-- start of Extracted information --

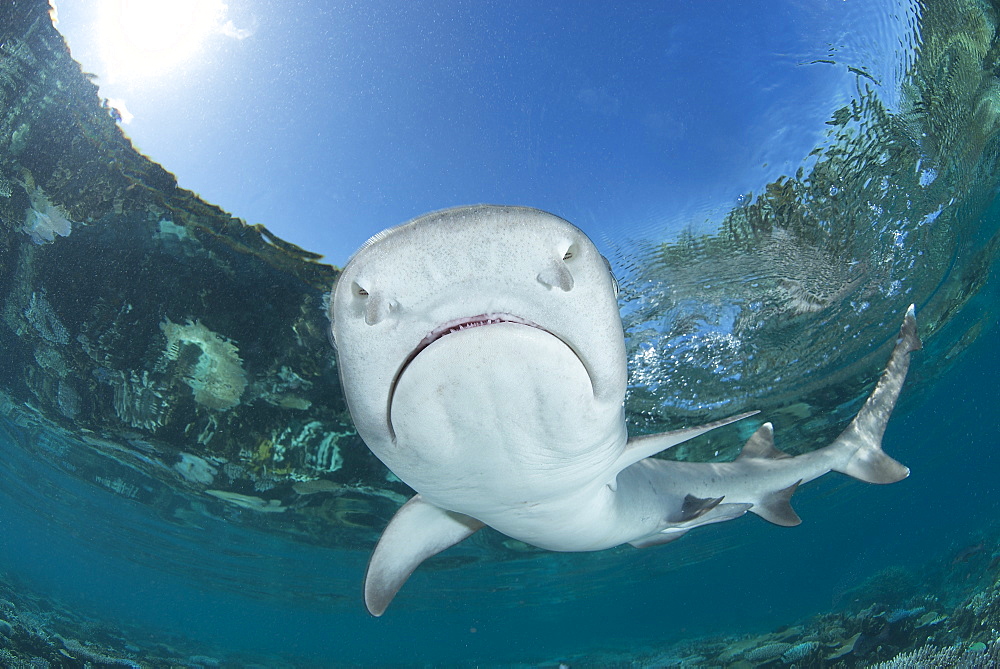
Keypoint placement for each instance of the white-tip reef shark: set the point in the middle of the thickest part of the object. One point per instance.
(483, 360)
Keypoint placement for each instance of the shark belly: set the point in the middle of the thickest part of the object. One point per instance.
(500, 423)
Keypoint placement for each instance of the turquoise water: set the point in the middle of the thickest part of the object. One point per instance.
(145, 524)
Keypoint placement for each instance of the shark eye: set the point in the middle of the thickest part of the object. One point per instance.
(614, 279)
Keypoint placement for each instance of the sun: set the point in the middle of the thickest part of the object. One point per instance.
(142, 39)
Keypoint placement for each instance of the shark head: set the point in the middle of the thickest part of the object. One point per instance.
(470, 267)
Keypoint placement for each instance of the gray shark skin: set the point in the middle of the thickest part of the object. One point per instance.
(483, 361)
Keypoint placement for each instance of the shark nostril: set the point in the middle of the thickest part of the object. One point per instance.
(378, 308)
(557, 275)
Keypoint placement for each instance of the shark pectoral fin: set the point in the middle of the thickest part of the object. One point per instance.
(694, 507)
(658, 538)
(640, 448)
(861, 441)
(418, 531)
(777, 508)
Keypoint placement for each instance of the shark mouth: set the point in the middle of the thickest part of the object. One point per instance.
(460, 324)
(444, 330)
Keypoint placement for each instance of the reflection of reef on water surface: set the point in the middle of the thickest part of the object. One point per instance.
(148, 323)
(792, 302)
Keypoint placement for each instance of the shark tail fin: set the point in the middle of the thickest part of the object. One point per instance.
(861, 441)
(418, 531)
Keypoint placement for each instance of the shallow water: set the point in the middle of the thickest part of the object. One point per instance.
(143, 523)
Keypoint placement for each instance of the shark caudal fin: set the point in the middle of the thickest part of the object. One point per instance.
(418, 531)
(862, 440)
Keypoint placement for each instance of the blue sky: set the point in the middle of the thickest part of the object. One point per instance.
(329, 121)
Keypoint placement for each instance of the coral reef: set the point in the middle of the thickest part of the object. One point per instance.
(43, 220)
(216, 377)
(909, 625)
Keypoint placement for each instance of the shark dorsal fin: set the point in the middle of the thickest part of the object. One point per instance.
(777, 508)
(640, 448)
(695, 507)
(760, 446)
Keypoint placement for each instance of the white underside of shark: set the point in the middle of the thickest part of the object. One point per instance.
(483, 360)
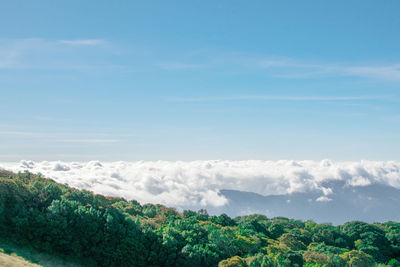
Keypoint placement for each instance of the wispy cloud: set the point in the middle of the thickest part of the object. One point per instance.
(38, 53)
(178, 65)
(83, 42)
(291, 68)
(277, 98)
(96, 141)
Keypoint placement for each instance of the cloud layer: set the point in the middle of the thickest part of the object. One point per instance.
(198, 183)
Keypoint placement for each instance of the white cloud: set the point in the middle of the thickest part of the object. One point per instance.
(84, 42)
(279, 98)
(323, 199)
(197, 183)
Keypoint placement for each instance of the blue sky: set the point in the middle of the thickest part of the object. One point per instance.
(186, 80)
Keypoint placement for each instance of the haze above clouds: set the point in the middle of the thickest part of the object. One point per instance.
(198, 183)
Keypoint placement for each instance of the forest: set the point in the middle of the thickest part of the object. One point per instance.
(96, 230)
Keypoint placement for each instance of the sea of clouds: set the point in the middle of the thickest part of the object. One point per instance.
(198, 183)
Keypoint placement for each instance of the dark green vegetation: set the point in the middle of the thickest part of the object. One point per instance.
(94, 230)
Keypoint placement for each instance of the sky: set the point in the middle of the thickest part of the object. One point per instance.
(197, 80)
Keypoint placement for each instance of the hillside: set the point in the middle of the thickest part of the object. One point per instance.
(95, 230)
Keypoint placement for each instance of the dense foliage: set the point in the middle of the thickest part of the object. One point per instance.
(105, 231)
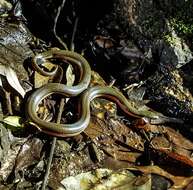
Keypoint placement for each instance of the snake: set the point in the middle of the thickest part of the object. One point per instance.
(87, 94)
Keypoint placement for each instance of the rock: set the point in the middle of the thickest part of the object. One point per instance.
(174, 51)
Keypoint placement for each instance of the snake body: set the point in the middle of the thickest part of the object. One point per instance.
(67, 130)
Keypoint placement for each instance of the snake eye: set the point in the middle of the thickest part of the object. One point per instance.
(39, 60)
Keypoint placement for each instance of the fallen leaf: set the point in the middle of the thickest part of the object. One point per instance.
(14, 121)
(12, 79)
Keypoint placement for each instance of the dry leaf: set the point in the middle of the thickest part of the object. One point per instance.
(14, 121)
(12, 79)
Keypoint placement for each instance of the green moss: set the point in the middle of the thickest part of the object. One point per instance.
(182, 27)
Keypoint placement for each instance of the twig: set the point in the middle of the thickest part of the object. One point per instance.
(62, 103)
(73, 34)
(55, 24)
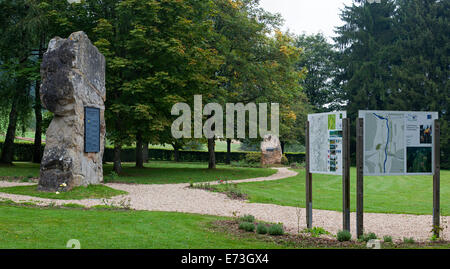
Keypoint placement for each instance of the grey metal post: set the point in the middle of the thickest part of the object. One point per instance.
(360, 177)
(346, 174)
(308, 183)
(436, 179)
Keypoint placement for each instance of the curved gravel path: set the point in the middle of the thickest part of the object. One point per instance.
(181, 198)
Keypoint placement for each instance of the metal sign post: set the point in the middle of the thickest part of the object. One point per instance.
(308, 183)
(346, 174)
(436, 180)
(359, 177)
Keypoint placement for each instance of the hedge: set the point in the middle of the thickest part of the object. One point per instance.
(23, 152)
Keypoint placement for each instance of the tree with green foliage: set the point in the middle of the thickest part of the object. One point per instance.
(318, 59)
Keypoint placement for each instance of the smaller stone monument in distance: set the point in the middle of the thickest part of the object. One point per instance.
(271, 150)
(73, 88)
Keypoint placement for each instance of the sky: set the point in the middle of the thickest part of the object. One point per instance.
(308, 16)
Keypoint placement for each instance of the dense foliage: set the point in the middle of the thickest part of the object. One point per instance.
(392, 55)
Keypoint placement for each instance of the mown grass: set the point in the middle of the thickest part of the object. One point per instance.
(170, 173)
(391, 194)
(31, 228)
(154, 172)
(77, 193)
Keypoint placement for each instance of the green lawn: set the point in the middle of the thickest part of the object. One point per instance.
(393, 194)
(155, 172)
(170, 172)
(23, 227)
(78, 193)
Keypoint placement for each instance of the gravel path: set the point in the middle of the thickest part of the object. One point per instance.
(180, 198)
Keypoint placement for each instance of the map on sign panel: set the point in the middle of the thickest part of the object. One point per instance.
(397, 142)
(325, 142)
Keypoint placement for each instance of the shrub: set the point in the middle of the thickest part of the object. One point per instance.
(316, 231)
(247, 226)
(244, 163)
(262, 229)
(247, 218)
(344, 236)
(253, 157)
(368, 237)
(387, 239)
(276, 229)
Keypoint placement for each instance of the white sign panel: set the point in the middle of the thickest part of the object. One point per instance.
(398, 142)
(325, 143)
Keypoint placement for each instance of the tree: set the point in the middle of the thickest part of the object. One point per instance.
(365, 44)
(318, 58)
(421, 68)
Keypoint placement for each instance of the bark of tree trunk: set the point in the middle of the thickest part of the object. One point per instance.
(117, 161)
(145, 152)
(228, 160)
(37, 147)
(8, 145)
(139, 152)
(176, 154)
(212, 154)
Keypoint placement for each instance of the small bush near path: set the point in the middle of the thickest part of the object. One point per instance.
(367, 237)
(247, 226)
(262, 228)
(247, 218)
(387, 239)
(316, 231)
(343, 236)
(276, 229)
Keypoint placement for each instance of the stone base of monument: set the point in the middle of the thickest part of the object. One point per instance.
(73, 88)
(271, 150)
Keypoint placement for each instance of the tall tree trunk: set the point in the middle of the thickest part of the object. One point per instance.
(145, 152)
(176, 153)
(117, 161)
(228, 160)
(212, 154)
(37, 147)
(139, 151)
(8, 145)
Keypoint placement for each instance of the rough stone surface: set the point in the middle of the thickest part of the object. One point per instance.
(271, 150)
(73, 77)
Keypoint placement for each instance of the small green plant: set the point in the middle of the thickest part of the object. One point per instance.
(262, 229)
(434, 238)
(253, 157)
(72, 205)
(368, 237)
(113, 176)
(247, 218)
(276, 229)
(387, 239)
(343, 236)
(316, 231)
(247, 226)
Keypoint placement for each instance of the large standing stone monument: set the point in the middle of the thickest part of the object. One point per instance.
(271, 150)
(73, 88)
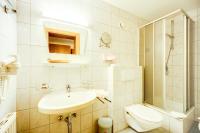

-- end of Extracted information --

Instructions to follow:
Give the number of lines in the material above that contain the string "reef", counting only matches with the same letter case. Reply with the number alone.

Correct output:
3